** Task input **
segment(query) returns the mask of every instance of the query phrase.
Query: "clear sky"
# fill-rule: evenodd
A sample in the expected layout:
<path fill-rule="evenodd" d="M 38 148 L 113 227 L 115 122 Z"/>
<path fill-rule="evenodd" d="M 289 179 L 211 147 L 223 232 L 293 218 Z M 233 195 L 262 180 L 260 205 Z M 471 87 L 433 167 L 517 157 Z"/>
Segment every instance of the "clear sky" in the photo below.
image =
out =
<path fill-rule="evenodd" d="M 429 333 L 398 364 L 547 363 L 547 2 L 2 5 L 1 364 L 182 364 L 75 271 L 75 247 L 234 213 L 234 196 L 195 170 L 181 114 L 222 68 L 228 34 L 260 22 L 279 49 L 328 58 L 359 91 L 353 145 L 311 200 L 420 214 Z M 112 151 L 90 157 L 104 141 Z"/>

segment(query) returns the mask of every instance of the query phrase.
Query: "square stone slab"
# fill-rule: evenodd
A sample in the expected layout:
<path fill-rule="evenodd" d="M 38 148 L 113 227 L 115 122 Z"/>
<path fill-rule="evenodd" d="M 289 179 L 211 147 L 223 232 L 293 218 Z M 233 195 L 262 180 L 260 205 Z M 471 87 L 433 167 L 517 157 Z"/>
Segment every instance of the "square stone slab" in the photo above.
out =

** Task **
Rescale the entries by copying every line of them again, requests included, with each coordinate in the answers multiplied by 2.3 and rounded to a whole number, halves going up. Leave the numbers in the requests and their format samples unchanged.

** Result for this exercise **
segment(query) returns the mask of every instance of the query phrase.
Query: "clear sky"
# fill-rule: evenodd
A sample in the expected layout:
<path fill-rule="evenodd" d="M 38 148 L 113 227 L 115 122 Z"/>
<path fill-rule="evenodd" d="M 289 179 L 211 147 L 223 232 L 293 218 Z M 233 195 L 262 180 L 260 205 Z M 471 87 L 433 167 L 517 157 Z"/>
Segment every instance of the "clear sky" in the photo below.
image =
out =
<path fill-rule="evenodd" d="M 987 766 L 915 837 L 1258 835 L 1258 5 L 5 12 L 2 837 L 419 837 L 173 623 L 173 568 L 538 490 L 538 451 L 449 391 L 416 262 L 511 156 L 524 78 L 598 51 L 642 113 L 754 133 L 826 209 L 812 334 L 715 460 L 966 492 Z M 258 347 L 207 361 L 239 324 Z"/>

segment(query) returns the mask of every instance of the query phrase.
Query: "square stone slab"
# fill-rule: evenodd
A sample in the expected layout:
<path fill-rule="evenodd" d="M 38 148 L 113 227 L 115 122 Z"/>
<path fill-rule="evenodd" d="M 289 179 L 211 147 L 223 232 L 293 218 Z M 233 195 L 262 180 L 260 205 Z M 471 87 L 433 167 L 517 157 Z"/>
Segment every instance of the "square stone slab" in the photo above.
out =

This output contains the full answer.